> _Problem details_:
Pull out the lines starting at the first one and ending at the line that contains "437 23 L 438", both ends included, and reproduce them character for character.
BEGIN Data extract
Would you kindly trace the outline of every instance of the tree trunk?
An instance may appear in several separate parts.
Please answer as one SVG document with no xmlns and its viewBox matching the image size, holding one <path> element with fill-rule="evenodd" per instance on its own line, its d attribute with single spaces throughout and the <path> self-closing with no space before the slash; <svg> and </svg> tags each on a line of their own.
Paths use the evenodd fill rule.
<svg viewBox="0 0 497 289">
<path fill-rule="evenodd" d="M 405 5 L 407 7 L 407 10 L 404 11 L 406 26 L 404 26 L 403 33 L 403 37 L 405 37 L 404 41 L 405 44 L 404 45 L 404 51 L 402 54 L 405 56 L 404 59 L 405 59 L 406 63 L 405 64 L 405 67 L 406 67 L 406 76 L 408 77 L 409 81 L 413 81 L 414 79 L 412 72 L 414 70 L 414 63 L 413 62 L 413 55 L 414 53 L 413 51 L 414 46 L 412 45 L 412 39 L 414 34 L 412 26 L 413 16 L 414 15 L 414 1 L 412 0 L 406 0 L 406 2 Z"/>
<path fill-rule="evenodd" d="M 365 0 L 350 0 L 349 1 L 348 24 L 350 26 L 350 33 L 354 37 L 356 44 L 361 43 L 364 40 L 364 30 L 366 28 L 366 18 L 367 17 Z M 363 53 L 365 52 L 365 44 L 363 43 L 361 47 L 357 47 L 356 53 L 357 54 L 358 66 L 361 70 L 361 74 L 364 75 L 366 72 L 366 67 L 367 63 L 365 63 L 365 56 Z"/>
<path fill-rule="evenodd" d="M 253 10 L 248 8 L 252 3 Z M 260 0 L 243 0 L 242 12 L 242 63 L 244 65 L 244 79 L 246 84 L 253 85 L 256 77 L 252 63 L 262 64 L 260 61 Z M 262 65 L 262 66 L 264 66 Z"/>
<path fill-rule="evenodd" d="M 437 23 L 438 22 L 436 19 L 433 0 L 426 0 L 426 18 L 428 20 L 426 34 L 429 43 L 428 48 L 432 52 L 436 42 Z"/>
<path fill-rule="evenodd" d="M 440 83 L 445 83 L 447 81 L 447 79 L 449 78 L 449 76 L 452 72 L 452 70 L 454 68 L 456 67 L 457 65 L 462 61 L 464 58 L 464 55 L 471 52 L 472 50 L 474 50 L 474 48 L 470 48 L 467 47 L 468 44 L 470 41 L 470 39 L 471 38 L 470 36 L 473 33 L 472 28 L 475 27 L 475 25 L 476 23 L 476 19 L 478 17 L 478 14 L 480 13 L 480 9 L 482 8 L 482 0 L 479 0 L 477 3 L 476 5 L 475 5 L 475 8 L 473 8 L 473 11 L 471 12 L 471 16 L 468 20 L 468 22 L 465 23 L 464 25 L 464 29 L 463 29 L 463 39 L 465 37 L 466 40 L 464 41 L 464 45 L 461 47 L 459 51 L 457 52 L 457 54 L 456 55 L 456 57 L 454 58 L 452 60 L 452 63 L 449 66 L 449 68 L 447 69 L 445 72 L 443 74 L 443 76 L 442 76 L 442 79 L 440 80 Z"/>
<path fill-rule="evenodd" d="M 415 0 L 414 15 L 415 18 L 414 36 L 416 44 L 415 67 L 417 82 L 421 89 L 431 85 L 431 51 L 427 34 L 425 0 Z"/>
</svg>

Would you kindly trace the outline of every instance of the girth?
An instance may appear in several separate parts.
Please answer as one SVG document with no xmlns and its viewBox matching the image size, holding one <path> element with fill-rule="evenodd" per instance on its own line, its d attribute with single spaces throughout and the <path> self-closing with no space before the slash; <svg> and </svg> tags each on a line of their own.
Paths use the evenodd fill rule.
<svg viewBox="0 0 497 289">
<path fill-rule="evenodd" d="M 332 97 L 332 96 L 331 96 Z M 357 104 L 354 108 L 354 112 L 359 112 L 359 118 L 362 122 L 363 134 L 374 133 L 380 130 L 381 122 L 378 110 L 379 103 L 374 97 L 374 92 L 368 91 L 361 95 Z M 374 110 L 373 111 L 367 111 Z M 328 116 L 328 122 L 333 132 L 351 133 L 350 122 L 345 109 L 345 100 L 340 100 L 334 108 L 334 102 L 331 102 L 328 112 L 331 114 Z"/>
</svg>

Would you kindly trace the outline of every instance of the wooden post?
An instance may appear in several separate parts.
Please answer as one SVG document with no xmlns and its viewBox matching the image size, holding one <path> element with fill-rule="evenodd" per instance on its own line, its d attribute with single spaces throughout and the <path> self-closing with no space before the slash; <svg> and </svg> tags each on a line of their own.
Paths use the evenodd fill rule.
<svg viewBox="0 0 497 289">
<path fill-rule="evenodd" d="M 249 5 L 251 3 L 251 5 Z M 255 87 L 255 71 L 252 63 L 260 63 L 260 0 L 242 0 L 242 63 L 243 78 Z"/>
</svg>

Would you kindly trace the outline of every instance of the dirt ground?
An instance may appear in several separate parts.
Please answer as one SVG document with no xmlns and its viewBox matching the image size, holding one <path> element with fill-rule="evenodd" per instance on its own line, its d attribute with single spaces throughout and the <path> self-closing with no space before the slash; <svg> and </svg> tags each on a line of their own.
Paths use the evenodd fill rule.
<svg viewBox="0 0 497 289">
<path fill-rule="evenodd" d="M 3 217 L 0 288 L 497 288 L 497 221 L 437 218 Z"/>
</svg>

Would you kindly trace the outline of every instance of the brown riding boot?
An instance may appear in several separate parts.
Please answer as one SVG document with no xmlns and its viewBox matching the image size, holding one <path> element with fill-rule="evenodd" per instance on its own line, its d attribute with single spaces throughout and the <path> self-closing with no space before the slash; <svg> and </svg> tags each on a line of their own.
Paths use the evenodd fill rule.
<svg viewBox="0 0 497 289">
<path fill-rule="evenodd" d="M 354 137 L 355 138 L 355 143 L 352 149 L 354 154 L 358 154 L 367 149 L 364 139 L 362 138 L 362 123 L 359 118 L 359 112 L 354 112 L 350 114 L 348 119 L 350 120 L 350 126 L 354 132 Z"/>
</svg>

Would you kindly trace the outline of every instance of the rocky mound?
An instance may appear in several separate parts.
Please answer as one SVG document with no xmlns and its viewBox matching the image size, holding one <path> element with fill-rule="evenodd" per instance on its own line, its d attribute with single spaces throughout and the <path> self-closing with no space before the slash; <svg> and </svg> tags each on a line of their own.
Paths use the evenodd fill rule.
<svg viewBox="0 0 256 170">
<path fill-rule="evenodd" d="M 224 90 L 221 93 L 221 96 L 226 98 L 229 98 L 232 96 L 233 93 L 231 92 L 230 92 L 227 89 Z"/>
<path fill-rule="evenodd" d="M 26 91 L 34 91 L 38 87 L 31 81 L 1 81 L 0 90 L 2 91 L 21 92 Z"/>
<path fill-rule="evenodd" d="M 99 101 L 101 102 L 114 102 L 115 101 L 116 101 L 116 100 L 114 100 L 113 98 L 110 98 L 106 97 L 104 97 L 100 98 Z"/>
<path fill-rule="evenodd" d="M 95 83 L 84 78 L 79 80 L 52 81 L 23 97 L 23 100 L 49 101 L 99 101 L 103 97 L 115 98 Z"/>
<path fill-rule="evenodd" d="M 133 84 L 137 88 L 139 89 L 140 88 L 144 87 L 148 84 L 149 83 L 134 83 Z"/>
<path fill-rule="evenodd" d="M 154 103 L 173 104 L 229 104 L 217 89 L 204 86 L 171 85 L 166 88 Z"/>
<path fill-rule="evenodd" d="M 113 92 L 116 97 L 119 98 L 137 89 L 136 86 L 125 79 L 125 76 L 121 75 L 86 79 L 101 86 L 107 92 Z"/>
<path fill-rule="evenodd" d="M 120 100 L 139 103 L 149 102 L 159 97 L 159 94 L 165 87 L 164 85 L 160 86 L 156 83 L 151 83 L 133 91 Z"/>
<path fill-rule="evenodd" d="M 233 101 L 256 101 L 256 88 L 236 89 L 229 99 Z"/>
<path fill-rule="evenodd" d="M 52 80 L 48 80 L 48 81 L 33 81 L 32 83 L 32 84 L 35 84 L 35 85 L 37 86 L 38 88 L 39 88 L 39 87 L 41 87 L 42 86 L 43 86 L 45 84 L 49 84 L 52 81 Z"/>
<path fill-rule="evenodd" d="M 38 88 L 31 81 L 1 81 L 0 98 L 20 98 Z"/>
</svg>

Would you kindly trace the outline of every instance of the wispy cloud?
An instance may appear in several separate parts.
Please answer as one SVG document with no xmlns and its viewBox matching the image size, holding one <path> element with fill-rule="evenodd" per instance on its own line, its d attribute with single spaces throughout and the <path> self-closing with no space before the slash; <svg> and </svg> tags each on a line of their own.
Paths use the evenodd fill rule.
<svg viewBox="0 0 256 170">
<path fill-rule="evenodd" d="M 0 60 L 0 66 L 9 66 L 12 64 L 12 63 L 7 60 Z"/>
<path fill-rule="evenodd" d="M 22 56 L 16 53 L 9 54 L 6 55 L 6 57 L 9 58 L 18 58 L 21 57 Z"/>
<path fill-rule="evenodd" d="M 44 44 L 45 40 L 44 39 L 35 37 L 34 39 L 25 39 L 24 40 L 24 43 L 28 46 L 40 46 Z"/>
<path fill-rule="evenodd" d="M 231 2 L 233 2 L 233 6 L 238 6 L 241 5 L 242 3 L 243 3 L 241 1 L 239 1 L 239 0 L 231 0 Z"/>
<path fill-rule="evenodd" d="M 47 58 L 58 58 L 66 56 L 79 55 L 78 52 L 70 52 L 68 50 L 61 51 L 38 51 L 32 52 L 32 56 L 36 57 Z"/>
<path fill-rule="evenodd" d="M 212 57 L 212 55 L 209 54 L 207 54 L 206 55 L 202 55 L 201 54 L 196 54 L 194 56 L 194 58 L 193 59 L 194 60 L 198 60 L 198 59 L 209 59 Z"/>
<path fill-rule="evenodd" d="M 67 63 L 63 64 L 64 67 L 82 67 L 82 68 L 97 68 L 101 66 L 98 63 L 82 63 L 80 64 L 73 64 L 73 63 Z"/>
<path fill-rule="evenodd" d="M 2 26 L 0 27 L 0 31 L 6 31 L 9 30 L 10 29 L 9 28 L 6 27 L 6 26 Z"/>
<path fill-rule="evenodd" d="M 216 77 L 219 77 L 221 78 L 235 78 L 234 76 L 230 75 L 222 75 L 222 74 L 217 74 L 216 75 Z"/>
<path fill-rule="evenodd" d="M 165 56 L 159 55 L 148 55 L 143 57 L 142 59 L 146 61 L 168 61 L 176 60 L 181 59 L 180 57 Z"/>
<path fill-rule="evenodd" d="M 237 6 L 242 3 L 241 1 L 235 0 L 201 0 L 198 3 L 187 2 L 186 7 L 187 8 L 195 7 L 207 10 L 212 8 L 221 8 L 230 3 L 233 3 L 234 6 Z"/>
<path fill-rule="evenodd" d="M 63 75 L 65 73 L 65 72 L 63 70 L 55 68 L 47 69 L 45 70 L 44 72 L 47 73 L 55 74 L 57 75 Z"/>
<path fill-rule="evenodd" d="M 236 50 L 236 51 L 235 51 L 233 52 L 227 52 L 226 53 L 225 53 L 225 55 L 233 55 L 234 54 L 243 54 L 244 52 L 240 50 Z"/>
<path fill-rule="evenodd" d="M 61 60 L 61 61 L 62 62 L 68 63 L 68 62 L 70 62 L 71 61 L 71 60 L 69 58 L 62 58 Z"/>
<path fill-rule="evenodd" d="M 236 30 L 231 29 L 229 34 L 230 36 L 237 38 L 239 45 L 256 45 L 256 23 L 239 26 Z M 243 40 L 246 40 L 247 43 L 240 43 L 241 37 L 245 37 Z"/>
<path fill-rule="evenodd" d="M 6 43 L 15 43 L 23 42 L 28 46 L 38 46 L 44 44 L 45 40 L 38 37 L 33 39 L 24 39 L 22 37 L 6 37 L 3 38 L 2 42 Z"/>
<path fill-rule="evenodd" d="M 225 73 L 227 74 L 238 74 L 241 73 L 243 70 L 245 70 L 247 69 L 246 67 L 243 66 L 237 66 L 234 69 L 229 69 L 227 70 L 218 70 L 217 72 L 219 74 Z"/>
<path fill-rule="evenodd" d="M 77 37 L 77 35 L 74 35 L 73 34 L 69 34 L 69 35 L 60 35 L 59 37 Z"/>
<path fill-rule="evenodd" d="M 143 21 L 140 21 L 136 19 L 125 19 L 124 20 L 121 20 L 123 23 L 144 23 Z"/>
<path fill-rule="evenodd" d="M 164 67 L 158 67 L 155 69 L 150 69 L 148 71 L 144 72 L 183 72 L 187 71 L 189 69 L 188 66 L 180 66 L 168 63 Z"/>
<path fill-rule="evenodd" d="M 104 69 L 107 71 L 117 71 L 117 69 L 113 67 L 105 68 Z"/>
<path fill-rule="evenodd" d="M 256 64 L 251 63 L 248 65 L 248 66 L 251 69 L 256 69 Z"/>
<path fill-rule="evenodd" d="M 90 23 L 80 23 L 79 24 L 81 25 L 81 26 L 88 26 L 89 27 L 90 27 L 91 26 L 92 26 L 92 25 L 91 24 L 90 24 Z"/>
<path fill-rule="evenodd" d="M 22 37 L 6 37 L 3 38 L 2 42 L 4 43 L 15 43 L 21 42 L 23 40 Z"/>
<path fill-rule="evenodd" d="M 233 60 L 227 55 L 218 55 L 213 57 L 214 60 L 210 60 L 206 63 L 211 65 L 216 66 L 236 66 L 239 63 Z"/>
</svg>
END Data extract
> _Result of the exercise_:
Would you kindly trace the outline of every instance of the tree trunk?
An instance may appear in several separate parts.
Please answer as one SVG document with no xmlns and its viewBox matching the image size, holding one <path> element with fill-rule="evenodd" per instance on its own line, its d attribute with single spaces throughout and the <path> self-closing with no space before the slash; <svg> and </svg> tags each on a line of their own.
Paths use the evenodd fill rule.
<svg viewBox="0 0 497 289">
<path fill-rule="evenodd" d="M 405 5 L 407 7 L 407 10 L 404 11 L 406 26 L 404 26 L 403 33 L 403 37 L 405 37 L 404 41 L 405 44 L 404 45 L 404 51 L 402 54 L 405 56 L 404 59 L 405 59 L 406 63 L 405 64 L 405 67 L 406 67 L 406 76 L 408 77 L 409 81 L 413 81 L 414 79 L 412 72 L 414 70 L 414 63 L 413 62 L 413 55 L 414 53 L 413 51 L 414 46 L 412 45 L 412 39 L 414 34 L 412 26 L 413 16 L 414 15 L 414 1 L 412 0 L 406 0 L 406 2 Z"/>
<path fill-rule="evenodd" d="M 365 0 L 350 0 L 349 1 L 348 24 L 350 26 L 350 33 L 354 37 L 356 44 L 361 43 L 364 40 L 364 30 L 366 28 L 366 18 L 367 17 Z M 363 53 L 365 52 L 365 44 L 363 43 L 361 47 L 357 47 L 356 53 L 357 54 L 358 66 L 361 70 L 361 74 L 364 75 L 366 72 L 366 67 L 367 63 L 365 63 L 365 56 Z"/>
<path fill-rule="evenodd" d="M 253 10 L 248 8 L 252 3 Z M 260 0 L 243 0 L 242 12 L 242 63 L 244 65 L 244 79 L 246 84 L 253 85 L 256 77 L 252 63 L 262 64 L 260 61 Z M 262 65 L 262 66 L 264 66 Z"/>
<path fill-rule="evenodd" d="M 437 23 L 438 22 L 436 19 L 433 0 L 426 0 L 426 18 L 428 20 L 426 34 L 429 43 L 428 48 L 432 52 L 436 42 Z"/>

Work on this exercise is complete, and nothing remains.